• _Work instructions_
Convert the lines from the one containing "[spot] the street" through the last line of the items into a JSON list of strings. Give one string per line and skip any blank lines.

=== Exercise input ===

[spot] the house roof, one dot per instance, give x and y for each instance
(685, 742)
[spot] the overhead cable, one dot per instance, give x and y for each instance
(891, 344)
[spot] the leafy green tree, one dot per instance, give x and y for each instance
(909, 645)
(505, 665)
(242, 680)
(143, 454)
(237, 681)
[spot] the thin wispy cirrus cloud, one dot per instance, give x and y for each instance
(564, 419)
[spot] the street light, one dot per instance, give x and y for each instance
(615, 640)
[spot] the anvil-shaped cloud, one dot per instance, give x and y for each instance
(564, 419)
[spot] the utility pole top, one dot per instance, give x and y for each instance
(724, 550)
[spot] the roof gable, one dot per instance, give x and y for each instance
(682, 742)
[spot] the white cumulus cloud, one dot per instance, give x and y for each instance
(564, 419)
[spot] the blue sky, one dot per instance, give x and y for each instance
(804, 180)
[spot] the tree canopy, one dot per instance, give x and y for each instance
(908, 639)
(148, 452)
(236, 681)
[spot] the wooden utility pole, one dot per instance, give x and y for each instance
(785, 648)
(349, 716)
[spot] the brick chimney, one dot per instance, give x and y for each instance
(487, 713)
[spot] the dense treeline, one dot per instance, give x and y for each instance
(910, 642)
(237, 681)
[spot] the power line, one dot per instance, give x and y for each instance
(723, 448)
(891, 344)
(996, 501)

===

• _Task solution_
[
  "[spot] the street light, one dot per instance, give x and y for each instance",
  "(615, 640)",
  "[spot] the anvil-shaped cloud, one dot per instance, give x and y for each instance",
  "(564, 419)",
  "[spot] the utility pole top, one dot per instance, give x and y for each instance",
  "(724, 550)",
  "[spot] the roof gable, one dot per instance, give x and y for each instance",
  "(682, 742)",
  "[spot] the white cumulus cloud, one dot per instance, give x and y for each instance",
  "(564, 419)",
  "[spot] the blue sky, one dot per instance, give x and y for each instance",
  "(804, 180)",
  "[spot] the tree canopy, one dot per instance, give x and y for each instance",
  "(908, 639)",
  "(148, 452)",
  "(236, 681)",
  "[spot] the wooden utility pole, one dot per instance, give x and y for each instance",
  "(785, 648)",
  "(349, 716)",
  "[spot] the brick chimney, one dot per instance, give x and y for each instance",
  "(487, 713)",
  "[spot] the dense treeline, one dot per instance, give x and y for each instance",
  "(910, 642)",
  "(237, 681)",
  "[spot] the power line, one dot per instance, give x and y for each instance",
  "(723, 448)",
  "(891, 344)",
  "(996, 501)"
]